_Records in a dataset_.

— BEGIN —

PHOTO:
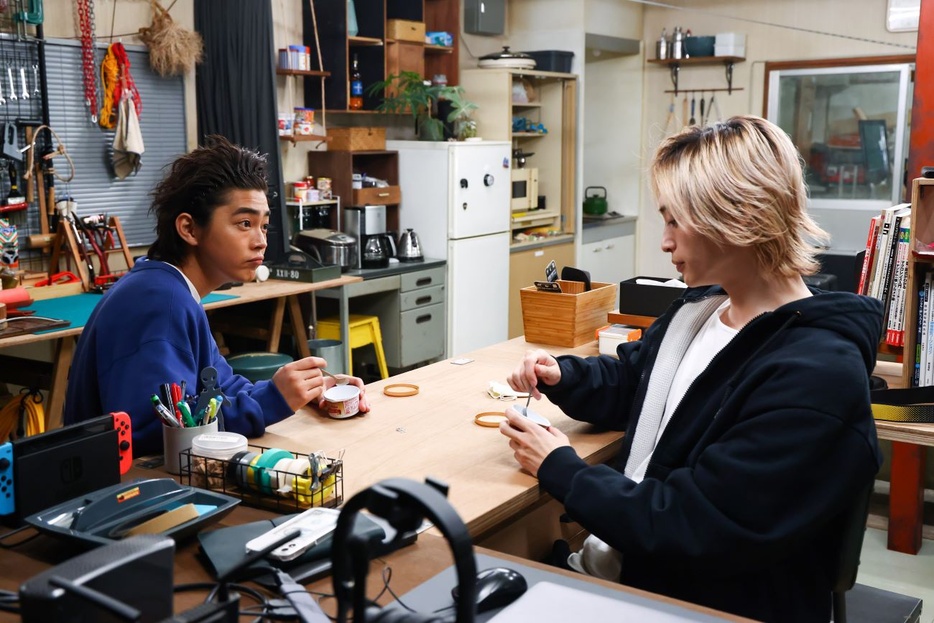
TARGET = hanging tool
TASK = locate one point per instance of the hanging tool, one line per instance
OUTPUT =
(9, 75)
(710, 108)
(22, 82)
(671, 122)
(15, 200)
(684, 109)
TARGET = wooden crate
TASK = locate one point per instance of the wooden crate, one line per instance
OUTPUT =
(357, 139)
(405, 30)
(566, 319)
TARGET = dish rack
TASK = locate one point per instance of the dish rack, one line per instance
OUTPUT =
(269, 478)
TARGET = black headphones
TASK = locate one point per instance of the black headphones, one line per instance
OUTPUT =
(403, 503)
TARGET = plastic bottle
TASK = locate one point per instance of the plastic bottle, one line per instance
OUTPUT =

— END —

_What is expected_.
Rewrite every line of the items above, including the requests, and multiply each coordinate in the answers by 1.15, rounding to the nearest whole number with halves rounded up. Do not include the pictures.

_Finished exercise_.
PHOTO:
TARGET = hanging tool
TASK = locate one point per instance of the hanging tool, one line per instance
OUTPUT =
(10, 86)
(817, 124)
(25, 94)
(772, 140)
(17, 230)
(787, 125)
TARGET = wooden crate
TASK = locate one point per instance of the wooden crate, one line per instance
OUTPUT =
(411, 160)
(466, 35)
(651, 367)
TARGET = dish rack
TASK = locate one point per instance of the dish rack, one line per instance
OUTPUT =
(309, 550)
TARGET = black headphones
TASK = locate one point per instance of the black headphones, one line per instance
OUTPUT =
(463, 578)
TARGET = plastic bottle
TASK = locate one point per instance of the plastic bottle, one line per instance
OUTPUT =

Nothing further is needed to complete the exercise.